(Problem to work on)
An exact transcription of the records is required, minus any images.

(Data excerpts)
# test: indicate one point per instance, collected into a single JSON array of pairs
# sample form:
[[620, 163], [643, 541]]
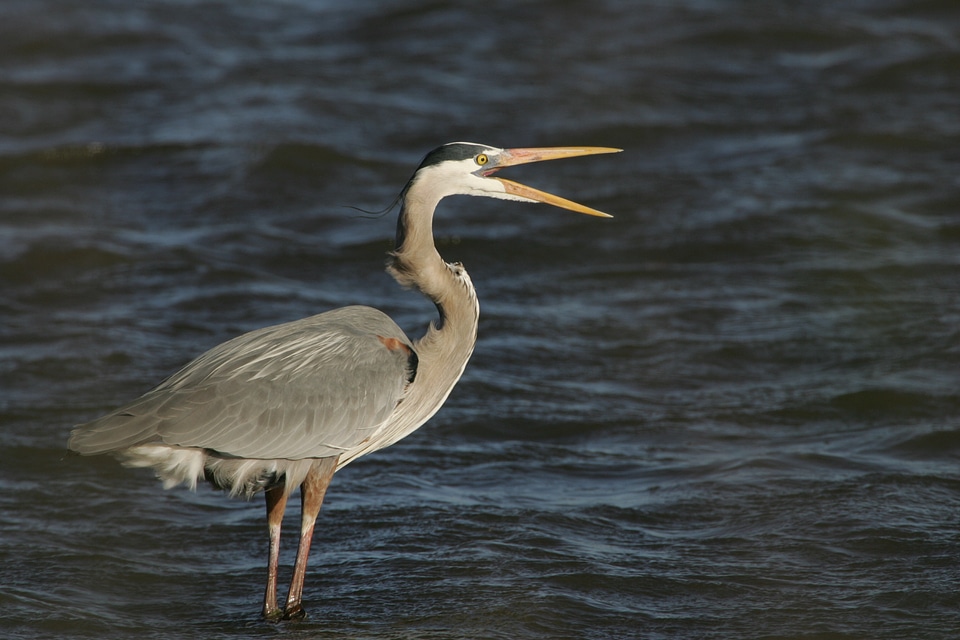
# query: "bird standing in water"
[[286, 406]]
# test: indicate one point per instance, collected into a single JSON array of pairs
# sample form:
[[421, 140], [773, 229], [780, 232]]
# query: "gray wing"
[[306, 389]]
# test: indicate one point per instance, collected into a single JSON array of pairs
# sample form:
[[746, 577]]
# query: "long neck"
[[444, 350]]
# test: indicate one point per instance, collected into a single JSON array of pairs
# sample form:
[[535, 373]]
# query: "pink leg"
[[276, 504], [312, 491]]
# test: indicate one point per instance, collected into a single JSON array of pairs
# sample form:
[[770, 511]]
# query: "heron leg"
[[276, 505], [312, 491]]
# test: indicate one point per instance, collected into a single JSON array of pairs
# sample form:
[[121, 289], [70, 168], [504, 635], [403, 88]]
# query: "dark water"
[[730, 412]]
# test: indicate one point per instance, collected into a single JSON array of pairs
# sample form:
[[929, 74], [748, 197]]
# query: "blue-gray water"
[[731, 411]]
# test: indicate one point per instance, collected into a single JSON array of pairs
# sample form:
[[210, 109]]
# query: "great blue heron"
[[286, 406]]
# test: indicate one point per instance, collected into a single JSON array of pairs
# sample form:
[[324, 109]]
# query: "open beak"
[[511, 157]]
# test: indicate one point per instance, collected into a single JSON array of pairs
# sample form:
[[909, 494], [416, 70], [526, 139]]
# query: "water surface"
[[730, 412]]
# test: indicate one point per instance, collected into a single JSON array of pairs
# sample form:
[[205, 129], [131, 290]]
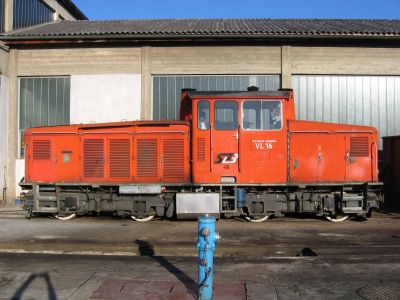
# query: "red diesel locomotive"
[[231, 154]]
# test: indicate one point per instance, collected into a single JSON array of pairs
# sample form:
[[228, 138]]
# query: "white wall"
[[105, 98], [3, 131]]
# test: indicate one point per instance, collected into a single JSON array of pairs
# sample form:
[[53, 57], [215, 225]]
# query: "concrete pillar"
[[12, 130], [8, 15], [286, 63], [146, 105]]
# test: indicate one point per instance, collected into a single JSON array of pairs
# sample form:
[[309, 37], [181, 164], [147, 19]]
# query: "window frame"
[[261, 100], [237, 112], [21, 132], [209, 115]]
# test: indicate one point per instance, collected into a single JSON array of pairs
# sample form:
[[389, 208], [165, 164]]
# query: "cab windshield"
[[262, 115]]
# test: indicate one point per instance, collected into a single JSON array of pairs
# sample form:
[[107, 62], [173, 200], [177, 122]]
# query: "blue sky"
[[156, 9]]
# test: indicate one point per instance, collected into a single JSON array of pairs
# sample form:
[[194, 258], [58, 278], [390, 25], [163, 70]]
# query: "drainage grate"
[[380, 292]]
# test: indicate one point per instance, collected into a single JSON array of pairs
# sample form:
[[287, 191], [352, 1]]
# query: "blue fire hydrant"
[[206, 247]]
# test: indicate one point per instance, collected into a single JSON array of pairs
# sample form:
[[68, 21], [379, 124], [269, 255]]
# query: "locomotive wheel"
[[337, 218], [145, 219], [65, 218], [254, 220]]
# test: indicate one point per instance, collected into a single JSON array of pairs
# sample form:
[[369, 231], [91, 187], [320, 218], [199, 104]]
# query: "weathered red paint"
[[187, 151]]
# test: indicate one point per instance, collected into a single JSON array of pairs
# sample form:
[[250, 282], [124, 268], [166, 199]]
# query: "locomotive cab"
[[239, 137]]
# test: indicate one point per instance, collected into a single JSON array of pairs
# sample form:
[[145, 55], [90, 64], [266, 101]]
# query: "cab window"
[[225, 115], [262, 115], [203, 115]]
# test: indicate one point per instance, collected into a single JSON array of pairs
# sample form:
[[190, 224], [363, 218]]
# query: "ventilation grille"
[[201, 149], [93, 158], [173, 159], [359, 146], [120, 163], [147, 158], [41, 150]]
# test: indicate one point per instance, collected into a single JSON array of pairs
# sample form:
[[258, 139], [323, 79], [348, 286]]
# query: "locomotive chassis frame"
[[320, 199]]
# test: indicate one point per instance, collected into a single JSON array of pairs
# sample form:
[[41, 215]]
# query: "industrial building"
[[79, 71]]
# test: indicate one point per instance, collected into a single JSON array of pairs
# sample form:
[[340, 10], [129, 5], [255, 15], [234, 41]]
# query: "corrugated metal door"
[[167, 89], [361, 100]]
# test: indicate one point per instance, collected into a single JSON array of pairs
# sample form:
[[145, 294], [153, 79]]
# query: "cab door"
[[224, 140]]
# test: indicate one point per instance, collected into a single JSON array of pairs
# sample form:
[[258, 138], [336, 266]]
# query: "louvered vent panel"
[[147, 158], [359, 146], [201, 149], [173, 159], [41, 150], [120, 164], [93, 158]]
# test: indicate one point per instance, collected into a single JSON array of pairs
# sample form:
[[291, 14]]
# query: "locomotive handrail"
[[331, 132], [55, 132], [166, 132], [106, 132]]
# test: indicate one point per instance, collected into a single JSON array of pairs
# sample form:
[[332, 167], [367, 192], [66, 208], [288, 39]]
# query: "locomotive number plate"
[[262, 145]]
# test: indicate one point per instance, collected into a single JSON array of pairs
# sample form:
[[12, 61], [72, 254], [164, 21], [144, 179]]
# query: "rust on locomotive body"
[[226, 145]]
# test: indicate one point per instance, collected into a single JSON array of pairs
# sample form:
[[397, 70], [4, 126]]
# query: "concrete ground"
[[112, 258]]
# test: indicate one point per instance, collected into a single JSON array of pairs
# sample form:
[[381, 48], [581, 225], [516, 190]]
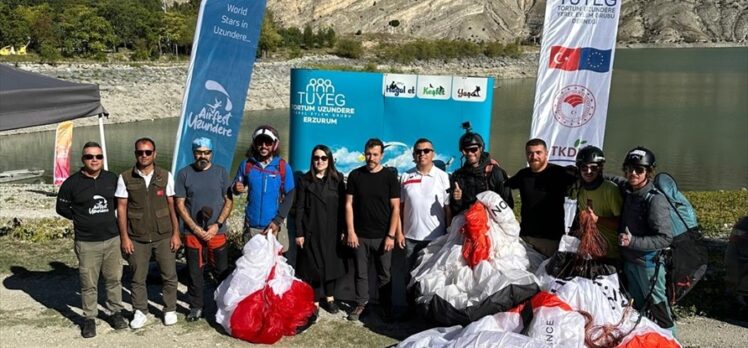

(Written answer)
# test: indicate one point per instance, collected into a single JSON array of pairs
# sample form:
[[620, 163], [643, 541]]
# query: "bird standing in water"
[[286, 406]]
# test: indicate one point per instance, collected into a single JSON array of pairs
# sample form:
[[421, 140], [773, 229], [780, 232]]
# query: "gray wing"
[[306, 389]]
# test: indicate one point per instance, collected into a single JSON array of pairs
# sample form:
[[746, 577]]
# query: "long neck"
[[444, 350]]
# test: indicate one point per instance, collected into a single JSON array of pairs
# sample form:
[[535, 373]]
# query: "pink leg"
[[276, 504], [312, 491]]
# test: indicate one point per instance, collected into a single JSON array of pairs
# sample form:
[[770, 511]]
# query: "heron leg"
[[276, 505], [312, 491]]
# test: indicate one point per instance, collected into a single JSON array of pairs
# sample form:
[[121, 289], [70, 168], [504, 635], [403, 88]]
# query: "dark water"
[[730, 412]]
# test: indicate one point per instance, collected into a single JSON array of pairs
# sample form:
[[929, 74], [748, 197]]
# query: "blue-gray water"
[[731, 411]]
# test: indicate one point per instance, collected into a single JSON array of pairs
# sample form:
[[210, 109]]
# query: "great blue heron"
[[286, 406]]
# test: indicate one point per instance, collected into a single JSON array of pairs
# sample form:
[[324, 109]]
# query: "open beak"
[[511, 157]]
# test: indicate one point per instance, collected into a single JSON array of pairs
# sample form:
[[909, 494], [416, 70], [526, 139]]
# query: "water surface"
[[730, 412]]
# test: indicate one point per instance, collected into a single JSON array of pairs
# sample form:
[[205, 129], [131, 290]]
# query: "red diesel locomotive"
[[231, 154]]
# test: indicate one point per instance, collected into a single JSON array of pairs
# sample form:
[[228, 138]]
# query: "white wall"
[[105, 98], [3, 131]]
# test: indicate one point per instance, collected into a single JSON array of pairs
# sample form:
[[53, 57], [215, 225]]
# query: "concrete pillar"
[[12, 130], [8, 15], [286, 63], [146, 105]]
# test: indicate one point per instance, collected into a single JSON array of pairs
# sample form:
[[309, 37], [181, 164], [147, 19]]
# query: "window frame"
[[261, 100], [237, 112], [21, 132], [209, 115]]
# test: indicate one point per instance, collected into a single JSON array of pairs
# sample form:
[[389, 208], [165, 164]]
# query: "cab windshield"
[[262, 115]]
# test: indicate one point per instance, collected into a single JSON array of pairs
# sample form:
[[107, 62], [173, 200], [177, 122]]
# query: "blue sky"
[[156, 9]]
# test: indicate one point per instance, collected into a single JSON array of pairs
# sample form:
[[194, 258], [58, 278], [390, 25], [163, 70]]
# query: "drainage grate"
[[380, 292]]
# test: indicate one point per instance, collected into a single JSON array of pairs
# sample form:
[[287, 191], [352, 1]]
# query: "blue fire hydrant"
[[206, 247]]
# test: indicate one point per instance, collected into a single JSON array of pairs
# sample form:
[[68, 21], [379, 124], [269, 255]]
# query: "locomotive wheel"
[[337, 218], [145, 219], [65, 218], [254, 220]]
# test: indicate one point per instance, collected into a single JSON array of pairs
# sample form:
[[369, 231], [91, 187], [320, 218], [199, 104]]
# query: "weathered red paint"
[[187, 151]]
# test: indicate one point per instance, collected into a single JSON array of pairs
# sample form:
[[250, 282], [124, 268], [166, 199]]
# query: "locomotive cab"
[[239, 137]]
# test: indicate one point per instance, collected into a single JSON array of pairs
# sample form:
[[145, 55], [90, 64], [266, 101]]
# query: "cab window"
[[225, 115], [262, 115], [203, 115]]
# test: indicate one point per instance, collected into a single JSON array of pairs
# sample form:
[[190, 224], [363, 218]]
# query: "ventilation grille"
[[201, 149], [93, 158], [173, 159], [359, 146], [120, 163], [147, 158], [41, 150]]
# test: indicate one point per instance, collected into a single JSON array of pairs
# sample form:
[[258, 139], [323, 79], [348, 286]]
# query: "locomotive chassis frame"
[[320, 199]]
# test: indicate one point per instance, collected into a single JSON array of pairs
# sample form:
[[41, 215]]
# query: "industrial building"
[[79, 71]]
# test: indicate one point per instance, collected into a single JSON array of pairs
# sample form:
[[340, 10], [129, 5], [255, 15], [234, 41]]
# query: "corrugated metal door"
[[167, 89], [361, 100]]
# test: indicate one point per instance, collected into a single JSON array of pairs
# sample form:
[[145, 294], [153, 79]]
# query: "cab door"
[[224, 140]]
# test: indicate one point per instance, collected into a single JSON array of pairs
# sample form:
[[258, 138], [336, 266]]
# query: "louvered vent panel"
[[147, 158], [359, 146], [201, 149], [173, 159], [41, 150], [120, 164], [93, 158]]
# test: indicate one point per instance, collected into a single JSON array of pairs
# sample form:
[[291, 14]]
# query: "locomotive handrail"
[[331, 132], [55, 132], [166, 132], [106, 132]]
# test: indicate one point per instance, collected into a single JSON array of pairs
# sample form:
[[332, 167], [367, 192], [66, 208], [288, 39]]
# query: "locomotive number plate"
[[262, 145]]
# test: indicate one point per instance, collected into a single JSON array of pairs
# sample form:
[[12, 61], [72, 254], [164, 21], [144, 179]]
# query: "rust on locomotive body"
[[226, 145]]
# test: indicate one point per instance, collected into a single JSON array of pairs
# sample form:
[[397, 70], [4, 126]]
# query: "concrete ground"
[[112, 258]]
# test: indicate one point per instance, collected into a single JSON array of pairs
# sample form:
[[381, 48], [581, 225], [516, 190]]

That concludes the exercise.